Bonneys also used to host great Guy Fawkes bonfires on their land, and their dog Spot—no kidding, it was called Spot—used to chase rip-raps, and more than once got its nose singed.

           

Across the road, at the corner of Woodland and Rossendale Avenues was Morris’s farm. Mr. Morris was a very taciturn man who seldom smiled. He often drove his cows along Trunnah Road, much to the annoyance of the neighbours, because the cows did what cows will do, all along the carefully swept fronts of the houses. I used to buy milk from Morris’s, from a big aluminium canister at the front door.

           

Large’s grocery was across the road at the junction of Rossendale and Lawson’s Road. Harold Edmonson’s butcher shop was on that row. Mr. Edmonson lived in a big detached house on Heys Street, between Poolfoot Cottage and the herbalist’s shop where you could get a glass of sarsaparilla for a penny. Next to Edmonson’s shop was Mrs. Balderstone’s knitting wool shop. It had a glass door and “Balderstone’s” in large, silver, copperplate script diagonally across the glass panel.  Inside, a glass display case full of wool, needles, and patterns served as a counter, and on the walls a rainbow of wools was displayed in diamond-shaped boxes.

 

Then there was Miss Hacking’s sweet shop. When the first sweets became available after the war, I was sent there for “a quarter of toffees.” There were only two jars to choose from, and I had virtually no experience of sweets or their names, except the ones my dad saved for me from his army rations, mostly Mars bars and indestructible, tooth-crushing, sugared almonds (which I still don’t really like). I thought ‘mentho-lyptus’ sounded wonderful, and spent all the coupons on that. My parents were underwhelmed, and said they would really have preferred some caramels. Can’t think why….
§ §
§ **Things to do**:
a - In the reminiscence, copy the passage from "Bonneys also used" to "its nose singed.", swapping "Spot" for "Patch".
b - In the reminiscence, what did the child spend all the sweet coupons on at Miss Hacking's shop?
c - Extend the reminiscence beyond its final sentence.

§ **Stored data entries**:
§ §
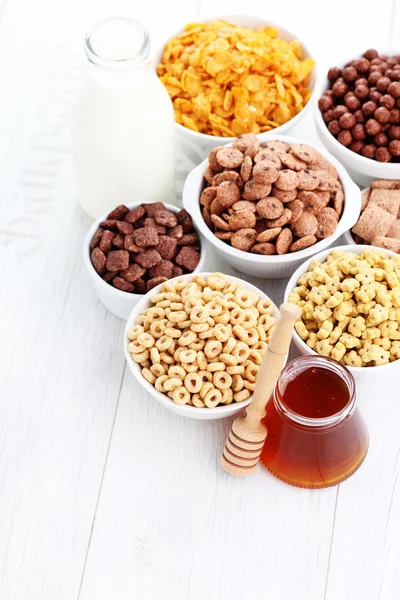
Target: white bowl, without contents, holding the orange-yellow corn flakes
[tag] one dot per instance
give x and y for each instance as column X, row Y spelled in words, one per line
column 209, row 141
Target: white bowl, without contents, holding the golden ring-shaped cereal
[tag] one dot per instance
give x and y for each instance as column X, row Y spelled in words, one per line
column 192, row 412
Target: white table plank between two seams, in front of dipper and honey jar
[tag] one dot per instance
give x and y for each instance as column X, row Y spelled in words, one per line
column 197, row 532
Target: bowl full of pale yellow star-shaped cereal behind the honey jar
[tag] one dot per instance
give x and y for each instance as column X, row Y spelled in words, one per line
column 350, row 300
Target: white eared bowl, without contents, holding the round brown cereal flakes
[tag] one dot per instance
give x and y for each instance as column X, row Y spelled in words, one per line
column 271, row 266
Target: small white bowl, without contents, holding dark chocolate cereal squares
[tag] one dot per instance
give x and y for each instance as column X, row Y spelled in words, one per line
column 116, row 301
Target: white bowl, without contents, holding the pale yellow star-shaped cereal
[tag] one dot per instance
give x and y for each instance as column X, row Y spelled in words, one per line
column 368, row 374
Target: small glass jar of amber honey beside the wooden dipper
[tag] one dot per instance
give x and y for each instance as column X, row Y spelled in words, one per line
column 316, row 435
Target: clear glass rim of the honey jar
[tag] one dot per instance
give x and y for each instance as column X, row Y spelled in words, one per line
column 297, row 366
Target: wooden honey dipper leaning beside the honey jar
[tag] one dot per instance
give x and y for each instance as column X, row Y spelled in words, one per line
column 247, row 435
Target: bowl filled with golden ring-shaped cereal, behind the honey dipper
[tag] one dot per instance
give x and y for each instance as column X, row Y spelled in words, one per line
column 195, row 343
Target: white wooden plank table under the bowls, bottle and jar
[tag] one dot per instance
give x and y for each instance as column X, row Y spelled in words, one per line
column 103, row 493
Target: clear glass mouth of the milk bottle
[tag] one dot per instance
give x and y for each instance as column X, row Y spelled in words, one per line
column 117, row 43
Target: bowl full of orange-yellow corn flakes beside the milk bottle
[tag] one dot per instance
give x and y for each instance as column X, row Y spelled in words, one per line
column 234, row 75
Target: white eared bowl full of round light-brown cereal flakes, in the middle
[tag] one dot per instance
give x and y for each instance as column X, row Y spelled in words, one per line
column 266, row 207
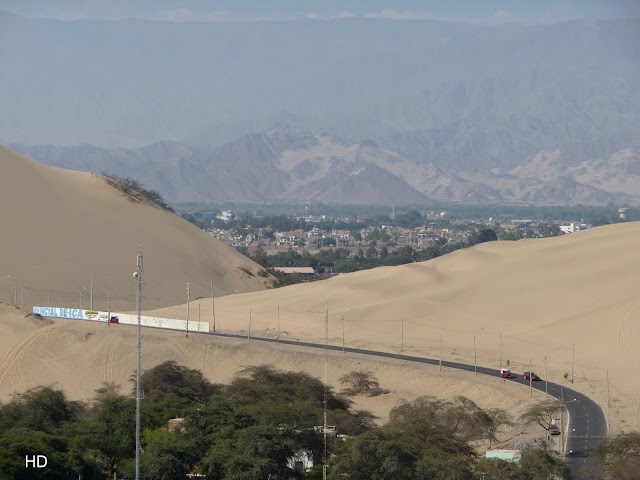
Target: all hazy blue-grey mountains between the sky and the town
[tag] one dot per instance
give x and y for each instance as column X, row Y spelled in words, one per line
column 467, row 113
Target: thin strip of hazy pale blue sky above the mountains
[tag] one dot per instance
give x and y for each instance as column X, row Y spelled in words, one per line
column 475, row 11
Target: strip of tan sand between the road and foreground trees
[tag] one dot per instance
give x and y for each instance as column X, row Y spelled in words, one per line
column 79, row 357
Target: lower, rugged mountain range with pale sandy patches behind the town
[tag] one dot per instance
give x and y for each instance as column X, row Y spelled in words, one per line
column 293, row 164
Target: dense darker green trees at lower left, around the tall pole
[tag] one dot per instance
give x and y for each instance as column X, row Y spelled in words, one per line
column 247, row 429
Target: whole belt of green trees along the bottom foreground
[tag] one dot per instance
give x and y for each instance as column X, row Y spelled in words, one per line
column 252, row 427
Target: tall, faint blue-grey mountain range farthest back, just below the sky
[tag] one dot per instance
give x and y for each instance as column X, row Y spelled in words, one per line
column 460, row 96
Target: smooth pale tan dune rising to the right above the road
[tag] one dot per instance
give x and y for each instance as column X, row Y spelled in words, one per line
column 543, row 296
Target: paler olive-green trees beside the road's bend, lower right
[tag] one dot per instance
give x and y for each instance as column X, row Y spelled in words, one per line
column 430, row 439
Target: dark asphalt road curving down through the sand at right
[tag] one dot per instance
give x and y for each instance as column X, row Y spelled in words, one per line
column 587, row 424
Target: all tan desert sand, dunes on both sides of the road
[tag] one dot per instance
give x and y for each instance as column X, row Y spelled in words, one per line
column 535, row 301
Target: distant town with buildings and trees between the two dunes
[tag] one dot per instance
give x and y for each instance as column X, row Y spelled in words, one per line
column 306, row 246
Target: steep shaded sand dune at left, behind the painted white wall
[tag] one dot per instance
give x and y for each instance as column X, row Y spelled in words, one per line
column 58, row 226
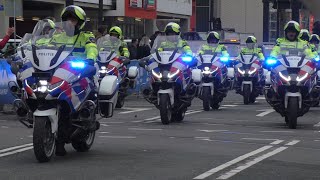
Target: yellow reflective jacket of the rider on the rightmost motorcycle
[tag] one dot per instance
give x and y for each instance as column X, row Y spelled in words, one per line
column 299, row 44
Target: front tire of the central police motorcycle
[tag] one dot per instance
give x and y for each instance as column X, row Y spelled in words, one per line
column 165, row 109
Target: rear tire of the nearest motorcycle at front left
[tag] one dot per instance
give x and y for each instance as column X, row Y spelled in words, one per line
column 84, row 145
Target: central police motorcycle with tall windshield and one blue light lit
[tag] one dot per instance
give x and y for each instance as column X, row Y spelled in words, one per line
column 170, row 88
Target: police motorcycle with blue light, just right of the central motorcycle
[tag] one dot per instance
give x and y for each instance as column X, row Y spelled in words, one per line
column 211, row 76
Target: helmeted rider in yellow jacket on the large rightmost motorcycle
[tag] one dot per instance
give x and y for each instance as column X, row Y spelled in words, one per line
column 291, row 40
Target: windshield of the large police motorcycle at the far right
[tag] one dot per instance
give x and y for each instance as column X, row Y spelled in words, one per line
column 293, row 57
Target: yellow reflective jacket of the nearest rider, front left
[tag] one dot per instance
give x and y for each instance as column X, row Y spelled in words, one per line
column 84, row 44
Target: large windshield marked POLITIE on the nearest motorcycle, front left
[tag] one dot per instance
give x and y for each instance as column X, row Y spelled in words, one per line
column 50, row 45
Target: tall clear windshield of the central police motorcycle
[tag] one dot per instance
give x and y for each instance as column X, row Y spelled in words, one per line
column 167, row 49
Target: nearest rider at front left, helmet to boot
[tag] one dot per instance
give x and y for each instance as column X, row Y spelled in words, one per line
column 84, row 47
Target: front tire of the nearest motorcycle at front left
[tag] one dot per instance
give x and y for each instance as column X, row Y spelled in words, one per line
column 43, row 139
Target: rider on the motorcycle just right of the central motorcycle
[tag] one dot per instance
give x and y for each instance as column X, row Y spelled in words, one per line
column 213, row 46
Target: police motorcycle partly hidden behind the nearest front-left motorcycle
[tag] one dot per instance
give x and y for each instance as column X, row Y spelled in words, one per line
column 113, row 67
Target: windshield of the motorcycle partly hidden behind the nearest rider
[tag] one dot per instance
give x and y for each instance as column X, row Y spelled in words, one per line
column 108, row 47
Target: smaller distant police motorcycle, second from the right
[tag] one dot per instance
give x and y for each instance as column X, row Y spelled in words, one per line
column 249, row 77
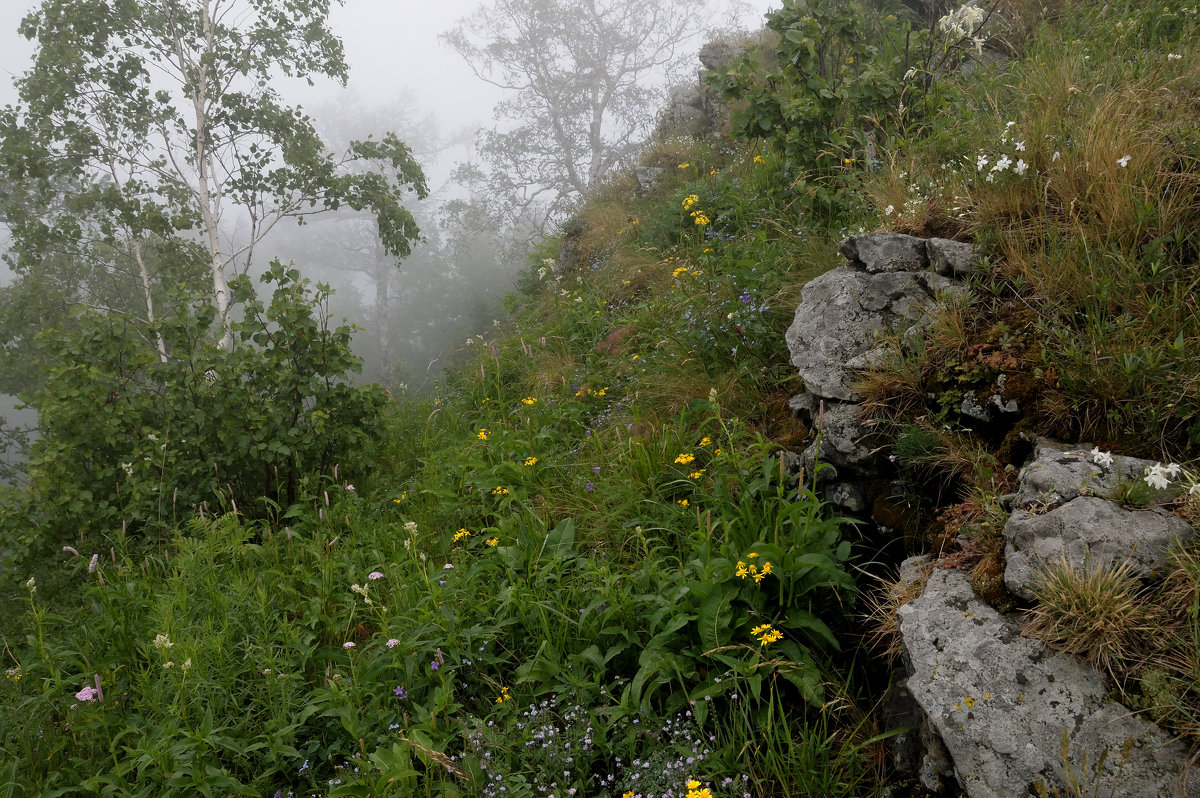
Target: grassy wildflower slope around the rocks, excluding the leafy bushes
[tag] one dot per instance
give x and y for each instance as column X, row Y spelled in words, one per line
column 563, row 536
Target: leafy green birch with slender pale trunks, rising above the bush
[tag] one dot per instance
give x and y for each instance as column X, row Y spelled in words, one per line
column 161, row 118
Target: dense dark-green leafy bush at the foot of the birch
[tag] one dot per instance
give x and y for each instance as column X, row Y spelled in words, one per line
column 135, row 445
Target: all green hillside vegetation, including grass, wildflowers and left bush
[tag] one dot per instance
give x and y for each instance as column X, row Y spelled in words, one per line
column 585, row 565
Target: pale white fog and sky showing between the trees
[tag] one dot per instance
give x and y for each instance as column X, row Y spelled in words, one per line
column 403, row 79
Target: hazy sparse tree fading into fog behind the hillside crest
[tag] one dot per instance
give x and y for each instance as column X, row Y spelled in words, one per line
column 589, row 81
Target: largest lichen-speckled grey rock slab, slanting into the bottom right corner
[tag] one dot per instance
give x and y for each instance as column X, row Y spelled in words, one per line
column 1000, row 704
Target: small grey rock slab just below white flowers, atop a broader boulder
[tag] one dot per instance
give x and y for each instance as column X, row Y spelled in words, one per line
column 1059, row 473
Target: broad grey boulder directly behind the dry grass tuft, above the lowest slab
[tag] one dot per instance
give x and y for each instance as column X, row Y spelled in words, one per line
column 1089, row 532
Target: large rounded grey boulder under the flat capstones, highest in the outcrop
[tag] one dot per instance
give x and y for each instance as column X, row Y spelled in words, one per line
column 841, row 315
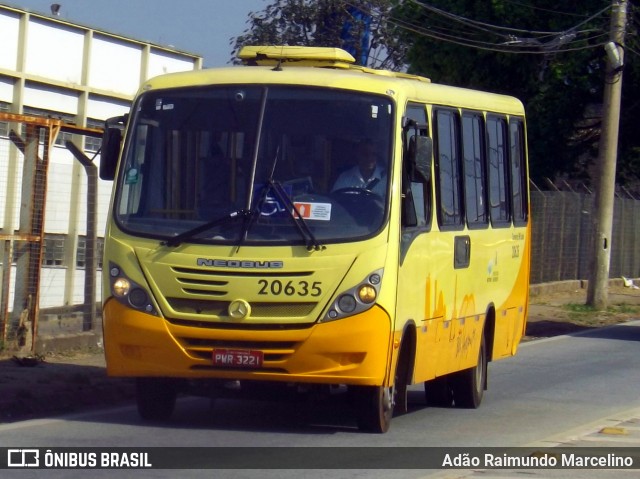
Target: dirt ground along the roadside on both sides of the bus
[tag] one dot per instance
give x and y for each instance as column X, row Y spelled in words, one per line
column 76, row 380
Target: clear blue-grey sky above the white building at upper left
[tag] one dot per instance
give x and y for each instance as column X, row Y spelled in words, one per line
column 201, row 27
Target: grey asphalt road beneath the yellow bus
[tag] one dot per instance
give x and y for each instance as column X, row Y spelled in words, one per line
column 550, row 390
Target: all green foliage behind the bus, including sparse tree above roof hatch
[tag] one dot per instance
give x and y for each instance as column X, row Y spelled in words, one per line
column 547, row 53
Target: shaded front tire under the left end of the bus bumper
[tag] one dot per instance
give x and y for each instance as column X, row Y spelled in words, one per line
column 156, row 398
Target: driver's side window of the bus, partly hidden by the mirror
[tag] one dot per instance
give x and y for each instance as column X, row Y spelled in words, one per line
column 415, row 187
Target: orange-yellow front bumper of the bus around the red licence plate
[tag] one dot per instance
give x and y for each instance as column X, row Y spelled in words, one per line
column 352, row 350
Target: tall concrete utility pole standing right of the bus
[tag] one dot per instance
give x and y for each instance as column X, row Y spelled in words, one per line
column 597, row 292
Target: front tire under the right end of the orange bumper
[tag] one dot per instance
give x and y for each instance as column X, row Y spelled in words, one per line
column 374, row 408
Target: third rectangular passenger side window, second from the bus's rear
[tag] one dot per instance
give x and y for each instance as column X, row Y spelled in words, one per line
column 499, row 201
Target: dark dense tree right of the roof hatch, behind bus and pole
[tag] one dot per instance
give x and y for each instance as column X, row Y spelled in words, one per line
column 548, row 53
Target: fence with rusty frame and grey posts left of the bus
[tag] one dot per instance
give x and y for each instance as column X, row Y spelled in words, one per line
column 35, row 186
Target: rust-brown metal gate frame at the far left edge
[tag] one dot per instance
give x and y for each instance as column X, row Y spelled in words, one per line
column 25, row 147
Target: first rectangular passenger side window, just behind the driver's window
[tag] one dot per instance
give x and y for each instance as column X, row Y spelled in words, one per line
column 448, row 177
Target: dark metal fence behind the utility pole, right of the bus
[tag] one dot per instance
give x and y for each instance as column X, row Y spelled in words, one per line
column 562, row 236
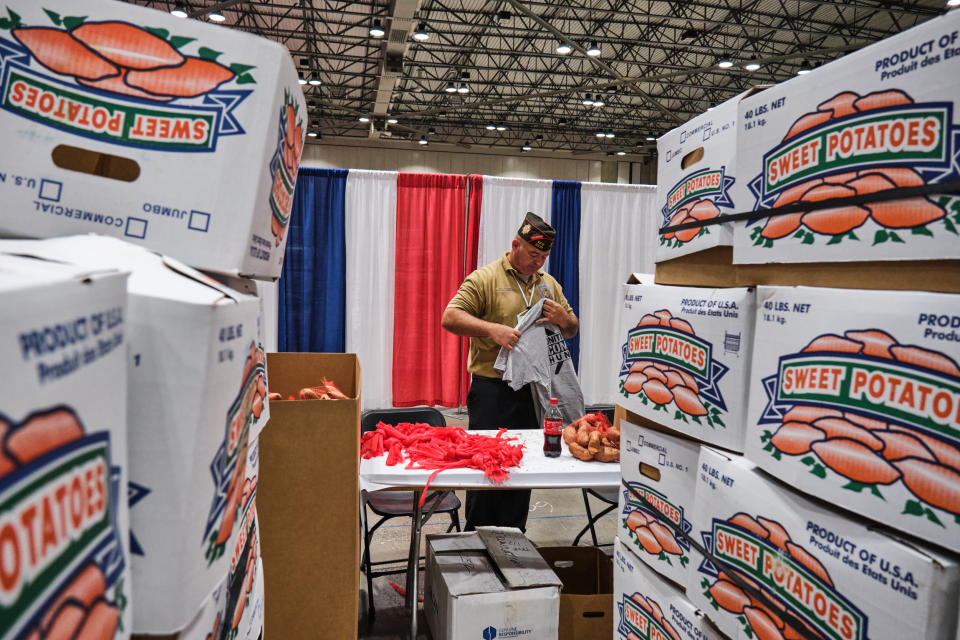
§ §
§ **Task-by-task results**:
a -
Bonneys also used to host great Guy Fawkes bonfires on their land, and their dog Patch—no kidding, it was called Patch—used to chase rip-raps, and more than once got its nose singed.

b - Mentho-lyptus.

c -
 

A couple of houses, and then there was Peter Sumner’s bicycle shop. I still don’t know what the exactly the oil was, but the shop always had a particular odour that I can still smell. I used to be sent there to ‘get the accumulators filled.’ We had two huge ridged bottles with wire handles and huge, black, rubbery, ridged things inside, and the bottles had to be filled—with what I knew not. I just knew that the weight of them practically pulled my arms from their sockets on the way out when they were empty, and came close to killing me on the way back when they’d been filled.  I now believe the filler was distilled water. For quite a long time after the war, we needed them for the radio. Wireless, I mean.

 

Coming back, across Lawson’s Road, by the stop for the buses to the station, there was a shop on the corner. At one time it was a chippy, and later an ice cream shop, where we got Bond’s ice cream—a Sunday afternoon treat at our house.

 

Back on to Trunnah. At the corner of Lesley Avenue, there was the pillar box. One of the neighbours used to take bets on the afternoon’s race meetings, especially from the men cycling home from the ICI at dinner time. That kind of betting was illegal, so, if the law showed up, he who shall be nameless would post the slips to himself in a previously stamped and addressed envelope, and saunter, smiling, back to his house.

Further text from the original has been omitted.